-- What is required --
Every entry must be repeated exactly in the answer.

** Opening Records for the task block **

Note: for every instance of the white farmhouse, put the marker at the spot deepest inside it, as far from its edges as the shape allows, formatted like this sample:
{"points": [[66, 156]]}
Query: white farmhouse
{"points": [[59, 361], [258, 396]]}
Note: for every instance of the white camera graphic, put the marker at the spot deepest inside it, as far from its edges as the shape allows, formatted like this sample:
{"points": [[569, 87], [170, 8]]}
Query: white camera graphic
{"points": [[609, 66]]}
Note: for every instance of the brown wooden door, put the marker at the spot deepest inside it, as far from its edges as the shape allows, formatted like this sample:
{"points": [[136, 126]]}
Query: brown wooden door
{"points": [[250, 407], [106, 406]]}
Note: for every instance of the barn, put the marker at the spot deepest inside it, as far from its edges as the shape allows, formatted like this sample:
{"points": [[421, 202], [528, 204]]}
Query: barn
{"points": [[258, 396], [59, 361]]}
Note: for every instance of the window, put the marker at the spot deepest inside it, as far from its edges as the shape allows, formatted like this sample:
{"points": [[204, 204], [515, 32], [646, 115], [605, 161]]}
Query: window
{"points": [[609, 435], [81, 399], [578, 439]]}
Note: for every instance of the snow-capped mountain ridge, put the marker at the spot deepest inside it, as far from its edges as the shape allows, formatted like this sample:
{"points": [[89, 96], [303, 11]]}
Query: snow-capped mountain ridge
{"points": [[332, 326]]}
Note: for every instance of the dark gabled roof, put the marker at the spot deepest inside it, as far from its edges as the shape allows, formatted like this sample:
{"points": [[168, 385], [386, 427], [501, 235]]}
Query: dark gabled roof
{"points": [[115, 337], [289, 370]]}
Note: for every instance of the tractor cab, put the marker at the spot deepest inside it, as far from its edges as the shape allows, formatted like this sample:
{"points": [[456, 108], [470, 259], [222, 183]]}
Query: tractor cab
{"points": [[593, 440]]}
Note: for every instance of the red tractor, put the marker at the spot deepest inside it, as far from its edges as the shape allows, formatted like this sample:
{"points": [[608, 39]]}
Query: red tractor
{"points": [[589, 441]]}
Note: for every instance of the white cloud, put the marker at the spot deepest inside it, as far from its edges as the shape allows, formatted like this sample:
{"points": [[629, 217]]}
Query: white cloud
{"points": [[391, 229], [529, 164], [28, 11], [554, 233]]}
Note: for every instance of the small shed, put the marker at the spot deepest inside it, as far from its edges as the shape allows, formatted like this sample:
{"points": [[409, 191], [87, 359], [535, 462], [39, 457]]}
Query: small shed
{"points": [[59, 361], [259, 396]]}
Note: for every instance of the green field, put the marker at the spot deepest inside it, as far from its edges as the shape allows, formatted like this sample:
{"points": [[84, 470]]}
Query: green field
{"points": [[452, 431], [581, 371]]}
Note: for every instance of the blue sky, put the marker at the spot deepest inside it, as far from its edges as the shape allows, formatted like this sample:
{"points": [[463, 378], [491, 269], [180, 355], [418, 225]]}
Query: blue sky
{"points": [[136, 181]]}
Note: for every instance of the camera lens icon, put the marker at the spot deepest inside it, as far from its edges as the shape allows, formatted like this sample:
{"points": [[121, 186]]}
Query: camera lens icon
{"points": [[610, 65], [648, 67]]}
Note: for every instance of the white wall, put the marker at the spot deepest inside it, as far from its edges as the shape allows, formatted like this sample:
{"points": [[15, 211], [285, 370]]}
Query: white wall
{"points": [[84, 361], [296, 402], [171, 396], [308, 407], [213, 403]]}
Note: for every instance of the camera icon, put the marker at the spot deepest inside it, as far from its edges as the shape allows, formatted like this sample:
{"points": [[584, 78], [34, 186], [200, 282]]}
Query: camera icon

** Closing Records for the task block **

-- Solution to the problem --
Note: for every instance of the white farmhouse, put the marker at the spot deepest inside it, as far from its edges as the shape allows, formatted like this sample:
{"points": [[66, 156]]}
Query: white farmhouse
{"points": [[59, 361], [258, 396]]}
Note: for every instance of the white camera graphic, put the marker at the spot deepest inside it, as far from its edges as the shape allows, formatted like this sample:
{"points": [[569, 87], [170, 8]]}
Query: white camera graphic
{"points": [[609, 66]]}
Note: for every instance of the brown wooden door, put the marker at the spot deepest inside it, as far from its edges as the shape allows, formatted like this sample:
{"points": [[136, 126]]}
Query: brown wooden door
{"points": [[250, 407], [106, 406]]}
Note: for every instance of the barn, put the marker at the spot deepest inside it, as far from its edges as the shape allows, formatted like this sample:
{"points": [[421, 202], [528, 204]]}
Query: barn
{"points": [[258, 396], [59, 361]]}
Note: for every instance of the window, put the marker at the spot deepest inside it, as far from its edges as the shape allows, formatted like this sample:
{"points": [[204, 204], [515, 32], [646, 115], [605, 161]]}
Query: window
{"points": [[609, 435], [81, 399], [578, 439]]}
Note: for every instance of the snow-capped mountain ridge, put the marker at the spot deepest inside it, as far from its edges as the shape allows, formatted like this sample:
{"points": [[89, 96], [303, 11]]}
Query: snow-capped mountain ridge
{"points": [[332, 326]]}
Note: for every instance of the dark gabled roof, put the marker at the spot deepest inside it, as far from its edges as the shape allows, formatted like this sample:
{"points": [[168, 385], [386, 427], [501, 235]]}
Query: dark gabled roof
{"points": [[115, 337], [289, 370]]}
Note: for every instance of the tractor cab, put the marker at the spot deepest inside it, as far from its edges as the shape allows, formatted like this sample:
{"points": [[456, 108], [470, 259], [222, 183]]}
Query: tractor cab
{"points": [[593, 440]]}
Note: for every instance of the red tractor, put the marker at the spot deepest inside it, as far from its edges as the shape allows, formatted like this sample:
{"points": [[608, 39]]}
Query: red tractor
{"points": [[589, 441]]}
Note: for every instance of the white cloud, put the marker at the spot deepest inside it, as far from its edges as the shape allows, formatted like this sample:
{"points": [[629, 217]]}
Query: white cloud
{"points": [[391, 229], [529, 164], [28, 11], [554, 233]]}
Note: for every instance of the small shed, put the marker at the spot deepest inside it, as far from its edges as the shape allows, formatted like this sample:
{"points": [[409, 191], [87, 359], [535, 462], [39, 457]]}
Query: small shed
{"points": [[59, 361], [259, 396]]}
Note: for every instance of the green field, put the marker at the spot deepest inside it, as far from its edges as the shape allows, formatted like this sample:
{"points": [[84, 470]]}
Query: green field
{"points": [[452, 431], [581, 371]]}
Note: for every instance of the blue sky, put the marker at the spot deepest inside it, as far from its edges as the shape allows, formatted like this sample:
{"points": [[463, 378], [491, 269], [180, 355], [418, 225]]}
Query: blue sky
{"points": [[136, 181]]}
Note: for every instance of the camera lens icon, put the marker at the spot deepest inside it, as far from its edges as the shape allows, formatted like this sample:
{"points": [[121, 186]]}
Query: camera lens icon
{"points": [[610, 65], [648, 67]]}
Note: for every instance of the white wall, put the marker at the spot deepest inside it, as far from its edges as the shape allows, formatted like this sample:
{"points": [[15, 211], [285, 370]]}
Query: white wall
{"points": [[84, 361], [296, 402], [171, 396], [308, 407], [213, 403]]}
Note: for every instance of the camera icon, put the marker at the spot deepest inside it, as far from its edges as the shape allows, formatted like this sample:
{"points": [[584, 78], [34, 186], [200, 282]]}
Query: camera icon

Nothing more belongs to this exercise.